### Exercise
Search the data below for the line containing "Query: boy in green shirt", then please set down that line and all remaining ones exactly as written.

========================================================================

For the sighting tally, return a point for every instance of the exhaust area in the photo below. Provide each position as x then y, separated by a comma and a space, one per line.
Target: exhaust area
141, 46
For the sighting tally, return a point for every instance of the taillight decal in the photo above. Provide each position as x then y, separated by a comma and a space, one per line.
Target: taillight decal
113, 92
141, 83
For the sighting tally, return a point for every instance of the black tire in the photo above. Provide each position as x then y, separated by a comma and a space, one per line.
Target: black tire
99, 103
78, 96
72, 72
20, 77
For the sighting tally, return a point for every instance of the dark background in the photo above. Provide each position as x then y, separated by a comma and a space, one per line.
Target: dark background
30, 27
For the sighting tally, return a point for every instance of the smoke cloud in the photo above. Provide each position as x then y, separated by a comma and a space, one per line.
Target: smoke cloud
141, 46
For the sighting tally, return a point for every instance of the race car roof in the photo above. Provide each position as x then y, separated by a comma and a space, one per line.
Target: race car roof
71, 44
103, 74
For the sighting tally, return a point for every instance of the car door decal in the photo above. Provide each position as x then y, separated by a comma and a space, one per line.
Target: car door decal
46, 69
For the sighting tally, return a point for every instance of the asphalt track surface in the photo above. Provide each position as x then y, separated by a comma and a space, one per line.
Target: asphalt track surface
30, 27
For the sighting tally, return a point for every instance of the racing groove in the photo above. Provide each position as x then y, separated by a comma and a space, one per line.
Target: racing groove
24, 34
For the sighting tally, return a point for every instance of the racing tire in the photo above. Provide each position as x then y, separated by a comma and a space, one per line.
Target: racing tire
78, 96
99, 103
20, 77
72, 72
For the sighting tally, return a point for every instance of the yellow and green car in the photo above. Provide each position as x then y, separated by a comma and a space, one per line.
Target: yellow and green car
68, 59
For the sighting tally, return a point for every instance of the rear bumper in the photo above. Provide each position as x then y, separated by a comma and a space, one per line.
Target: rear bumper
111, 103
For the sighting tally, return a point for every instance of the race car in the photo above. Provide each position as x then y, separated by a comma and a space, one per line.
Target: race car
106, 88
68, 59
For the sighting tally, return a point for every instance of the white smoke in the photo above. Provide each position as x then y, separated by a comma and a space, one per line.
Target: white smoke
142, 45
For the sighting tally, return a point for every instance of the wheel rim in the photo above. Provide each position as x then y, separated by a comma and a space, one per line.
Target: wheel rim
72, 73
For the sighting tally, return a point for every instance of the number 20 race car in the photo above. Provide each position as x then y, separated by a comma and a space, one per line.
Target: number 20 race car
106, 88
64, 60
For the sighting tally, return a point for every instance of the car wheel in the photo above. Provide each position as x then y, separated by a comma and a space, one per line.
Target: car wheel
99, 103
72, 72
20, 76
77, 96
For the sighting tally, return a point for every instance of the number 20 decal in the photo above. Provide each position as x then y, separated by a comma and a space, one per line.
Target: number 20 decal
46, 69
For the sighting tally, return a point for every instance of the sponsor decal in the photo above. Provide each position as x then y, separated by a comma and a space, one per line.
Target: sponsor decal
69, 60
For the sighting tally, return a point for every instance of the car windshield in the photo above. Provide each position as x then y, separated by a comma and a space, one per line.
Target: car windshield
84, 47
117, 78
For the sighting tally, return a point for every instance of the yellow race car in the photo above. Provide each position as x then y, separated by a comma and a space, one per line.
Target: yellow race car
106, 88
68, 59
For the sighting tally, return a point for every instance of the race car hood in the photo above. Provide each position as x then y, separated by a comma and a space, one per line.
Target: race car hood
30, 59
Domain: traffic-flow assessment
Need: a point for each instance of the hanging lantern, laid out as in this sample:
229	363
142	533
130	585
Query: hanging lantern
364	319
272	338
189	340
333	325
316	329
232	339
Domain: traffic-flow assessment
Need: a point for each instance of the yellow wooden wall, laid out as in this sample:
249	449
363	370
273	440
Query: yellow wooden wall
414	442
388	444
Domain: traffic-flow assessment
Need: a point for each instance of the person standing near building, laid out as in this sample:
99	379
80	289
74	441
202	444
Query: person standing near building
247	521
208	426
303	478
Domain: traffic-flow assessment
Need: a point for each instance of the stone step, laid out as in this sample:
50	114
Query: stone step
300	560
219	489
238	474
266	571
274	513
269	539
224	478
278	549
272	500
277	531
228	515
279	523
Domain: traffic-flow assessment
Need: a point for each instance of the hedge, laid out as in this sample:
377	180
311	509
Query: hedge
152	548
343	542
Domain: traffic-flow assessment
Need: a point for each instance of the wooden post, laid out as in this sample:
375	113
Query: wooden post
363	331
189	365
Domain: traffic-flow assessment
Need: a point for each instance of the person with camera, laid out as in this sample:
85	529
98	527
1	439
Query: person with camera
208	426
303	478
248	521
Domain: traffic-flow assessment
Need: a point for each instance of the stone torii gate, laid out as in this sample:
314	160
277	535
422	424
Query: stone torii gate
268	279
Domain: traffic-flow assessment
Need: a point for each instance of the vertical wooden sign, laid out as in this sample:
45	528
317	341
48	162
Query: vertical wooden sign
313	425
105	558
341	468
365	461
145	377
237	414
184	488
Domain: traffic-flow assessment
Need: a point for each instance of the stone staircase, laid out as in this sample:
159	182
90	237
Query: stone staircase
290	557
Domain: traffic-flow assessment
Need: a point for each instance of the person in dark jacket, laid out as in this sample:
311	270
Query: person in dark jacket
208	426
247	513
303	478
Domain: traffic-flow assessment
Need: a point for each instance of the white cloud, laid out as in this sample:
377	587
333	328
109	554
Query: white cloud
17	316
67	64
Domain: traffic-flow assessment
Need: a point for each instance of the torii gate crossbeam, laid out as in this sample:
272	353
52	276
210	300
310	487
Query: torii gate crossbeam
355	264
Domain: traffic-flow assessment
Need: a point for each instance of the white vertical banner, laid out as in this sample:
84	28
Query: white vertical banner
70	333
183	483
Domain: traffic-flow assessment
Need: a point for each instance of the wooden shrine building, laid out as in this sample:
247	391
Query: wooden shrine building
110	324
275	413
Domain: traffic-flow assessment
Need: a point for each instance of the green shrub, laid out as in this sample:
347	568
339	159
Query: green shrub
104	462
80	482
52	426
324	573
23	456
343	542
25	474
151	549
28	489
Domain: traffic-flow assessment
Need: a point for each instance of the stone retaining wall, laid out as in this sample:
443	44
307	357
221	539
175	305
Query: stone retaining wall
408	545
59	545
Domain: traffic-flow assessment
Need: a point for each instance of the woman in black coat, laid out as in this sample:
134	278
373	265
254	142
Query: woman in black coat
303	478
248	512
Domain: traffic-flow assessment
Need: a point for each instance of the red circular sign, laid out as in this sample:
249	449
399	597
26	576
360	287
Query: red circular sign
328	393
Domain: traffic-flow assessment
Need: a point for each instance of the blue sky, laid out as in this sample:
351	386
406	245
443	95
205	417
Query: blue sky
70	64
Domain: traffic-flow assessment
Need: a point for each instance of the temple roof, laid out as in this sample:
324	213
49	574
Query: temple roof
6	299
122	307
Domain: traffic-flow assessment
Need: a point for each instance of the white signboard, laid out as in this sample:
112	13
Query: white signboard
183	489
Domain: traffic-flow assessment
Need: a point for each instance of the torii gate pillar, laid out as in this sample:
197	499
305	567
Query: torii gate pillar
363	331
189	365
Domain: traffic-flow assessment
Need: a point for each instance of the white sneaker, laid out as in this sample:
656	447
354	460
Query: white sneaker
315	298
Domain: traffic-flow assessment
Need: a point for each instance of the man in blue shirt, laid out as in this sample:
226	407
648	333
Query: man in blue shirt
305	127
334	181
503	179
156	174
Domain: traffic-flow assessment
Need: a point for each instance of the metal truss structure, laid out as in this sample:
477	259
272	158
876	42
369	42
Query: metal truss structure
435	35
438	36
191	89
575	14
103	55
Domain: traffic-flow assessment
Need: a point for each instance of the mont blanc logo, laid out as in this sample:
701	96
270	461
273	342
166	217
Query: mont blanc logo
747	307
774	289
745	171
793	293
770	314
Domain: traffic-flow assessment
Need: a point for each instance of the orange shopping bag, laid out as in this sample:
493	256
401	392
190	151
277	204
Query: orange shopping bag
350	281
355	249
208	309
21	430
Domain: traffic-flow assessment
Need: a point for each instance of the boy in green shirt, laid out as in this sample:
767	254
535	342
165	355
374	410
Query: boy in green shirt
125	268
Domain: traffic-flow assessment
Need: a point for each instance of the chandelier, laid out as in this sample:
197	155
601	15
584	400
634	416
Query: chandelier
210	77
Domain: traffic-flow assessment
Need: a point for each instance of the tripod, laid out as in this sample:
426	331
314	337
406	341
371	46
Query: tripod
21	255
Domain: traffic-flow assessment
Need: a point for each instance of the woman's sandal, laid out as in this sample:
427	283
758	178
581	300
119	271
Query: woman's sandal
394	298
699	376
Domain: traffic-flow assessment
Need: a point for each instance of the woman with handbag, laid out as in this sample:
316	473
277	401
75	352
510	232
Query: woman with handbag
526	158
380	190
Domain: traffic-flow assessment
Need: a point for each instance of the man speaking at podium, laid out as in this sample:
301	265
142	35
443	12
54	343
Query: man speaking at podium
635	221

========================================================================

### Task result
Query: boy in green shirt
125	268
Domain: traffic-flow assessment
Need: a point for each instance of the chandelier, laid out as in this sample:
197	155
601	15
584	400
634	416
Query: chandelier
210	77
Domain: traffic-flow assessment
Need: a point for each instance of the tripod, laid out as in this sample:
426	331
314	337
406	341
371	46
Query: tripod
21	255
Domain: traffic-flow assessment
Need: a point for each instance of the woman's sandal, laid out as in this sample:
427	283
758	178
581	300
119	271
Query: woman's sandal
394	298
699	376
Domain: traffic-flow assessment
Need: a point for each instance of the woman with handbag, laid out as in this sample:
316	473
277	401
75	352
510	232
Query: woman with handbag
526	158
380	190
Domain: traffic-flow assessment
Need: a point for each instance of the man speaking at podium, laid out as in this sample:
301	265
142	35
443	12
54	343
Query: man speaking at podium
635	221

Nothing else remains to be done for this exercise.